• **SUPPLIED PASSAGE**

The New Mutants

This long-delayed 'X-Men' spinoff mashes up teen, horror and superhero tropes in an oppressively generic fashion.
Sarah Ward
September 03, 2020

Overview

There is never a bad time to watch Buffy the Vampire Slayer. But if the urge strikes while you're actually sitting through a movie — and that sudden desire is sparked by glimpsing scenes from the beloved late 90s and early 00s TV show playing in said movie — that's not a great sign. It's a reality with The New Mutants, however, with the latest entry in the X-Men series letting its audience see Buffy clips on more than one occasion. Never subtly deployed, the snippets link in with the film in a number of ways, because this too is about a ragtag group of teens with supernatural abilities fighting off a range of baddies. In fact, one of the many villains in The New Mutants closely resembles the demons in Buffy's famed dialogue-free episode. In case you don't spot that yourself, the movie serves up scenes from the show that overtly stress the similarities. That's the level this long-delayed franchise flick is operating on: happily derivative, happy to call attention to how derivative it is, and seemingly unconcerned if it leaves its viewers desperately wishing they were watching a television program from more than 20 years ago instead.

The 13th film in the X-Men saga, The New Mutants kicks off with a traumatic incident involving Native American 16-year-old Dani Moonstar (Another Life's Blu Hunt). She survives the chaos that destroys her reservation but, when she awakens in a hospital run by Dr Cecilia Reyes (Kill Me Three Times' Alice Braga), she can't remember any of the details. She also isn't permitted to leave. Dani is told she's in a facility for kids just like her and, given the franchise and the film's name, the meaning is clear. Her fellow patients (Emma's Anya Taylor-Joy, Game of Thrones' Maisie Williams, Stranger Things' Charlie Heaton and Trinkets' Henry Zaga) are all well-aware of their extra-special skills, though. Dani doesn't even know what she's capable of — but the fact that her arrival coincides with a series of unsettling altercations that target her new pals gives everyone a few clues.

By trapping five teenagers in an eerie, inescapable facility, trying to placate them by promising that they'll soon be able to venture to greener pastures if they just dutifully stomach what they're being subjected to for now, but taunting them with pain and terror while they wait, The New Mutants' entire premise explains exactly where the X-Men franchise currently sits — unintentionally, yet rather astutely. Logan aside, things haven't been great for the series of late. Actually, that's an understatement. Fans have sat through average and awful chapters in the hope that something better will come in the future, only to be met by more of the same (or worse). Yes, Deadpool and its sequel were hits, but squarely of the one-note, overdone, easily tiring variety. And the less remembered about the overblown and underwhelming X-Men: Apocalypse and the instantly forgettable Dark Phoenix, the better.

• **PROBLEM 1**
In The New Mutants review, pull out everything from "The 13th film" down to "a few clues." and copy it word for word.
• **PROBLEM 2**
According to The New Mutants review, where does the film fall in the X-Men saga?
• **PROBLEM 3**
Carry on with The New Mutants review, starting after its final sentence.

• **RECORDED DATA**
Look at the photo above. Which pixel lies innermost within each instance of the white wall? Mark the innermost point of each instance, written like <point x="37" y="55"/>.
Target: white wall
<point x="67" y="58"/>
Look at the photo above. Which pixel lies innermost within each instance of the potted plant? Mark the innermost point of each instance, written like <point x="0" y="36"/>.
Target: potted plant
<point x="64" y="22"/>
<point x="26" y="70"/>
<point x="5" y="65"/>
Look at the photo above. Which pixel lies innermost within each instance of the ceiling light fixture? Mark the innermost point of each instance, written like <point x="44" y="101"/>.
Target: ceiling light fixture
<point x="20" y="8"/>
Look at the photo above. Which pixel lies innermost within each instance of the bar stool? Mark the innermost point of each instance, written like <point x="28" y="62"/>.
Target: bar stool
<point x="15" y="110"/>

• **FINAL ANSWER 1**
The 13th film in the X-Men saga, The New Mutants kicks off with a traumatic incident involving Native American 16-year-old Dani Moonstar (Another Life's Blu Hunt). She survives the chaos that destroys her reservation but, when she awakens in a hospital run by Dr Cecilia Reyes (Kill Me Three Times' Alice Braga), she can't remember any of the details. She also isn't permitted to leave. Dani is told she's in a facility for kids just like her and, given the franchise and the film's name, the meaning is clear. Her fellow patients (Emma's Anya Taylor-Joy, Game of Thrones' Maisie Williams, Stranger Things' Charlie Heaton and Trinkets' Henry Zaga) are all well-aware of their extra-special skills, though. Dani doesn't even know what she's capable of — but the fact that her arrival coincides with a series of unsettling altercations that target her new pals gives everyone a few clues.

• **FINAL ANSWER 2**
It is the 13th film in the X-Men saga.

• **FINAL ANSWER 3**
A routine mashup of teen, horror and superhero tropes, The New Mutants doesn't improve the saga's fortunes. To be accurate, though, it doesn't really try to. As directed and co-written by The Fault in our Stars filmmaker Josh Boone with co-scribe Knate Lee, it takes a concept that's equal parts The Breakfast Club and One Flew Over the Cuckoo's Nest, adds in angsty adolescents just coming to terms with their hormones and superpowers, and serves up a thoroughly flat and by-the-numbers affair. The film's troubled history is well-documented, with the movie first announced five years ago, cast four years ago and shot three years ago, then pushed back release-wise several times over a period of almost two and a half years — but, now that The New Mutants has finally reached screens after surviving cast member changes, script rewrites, reshoots, the Disney acquisition of Fox and the pandemic, that messy journey to cinemas proves the most interesting thing about it.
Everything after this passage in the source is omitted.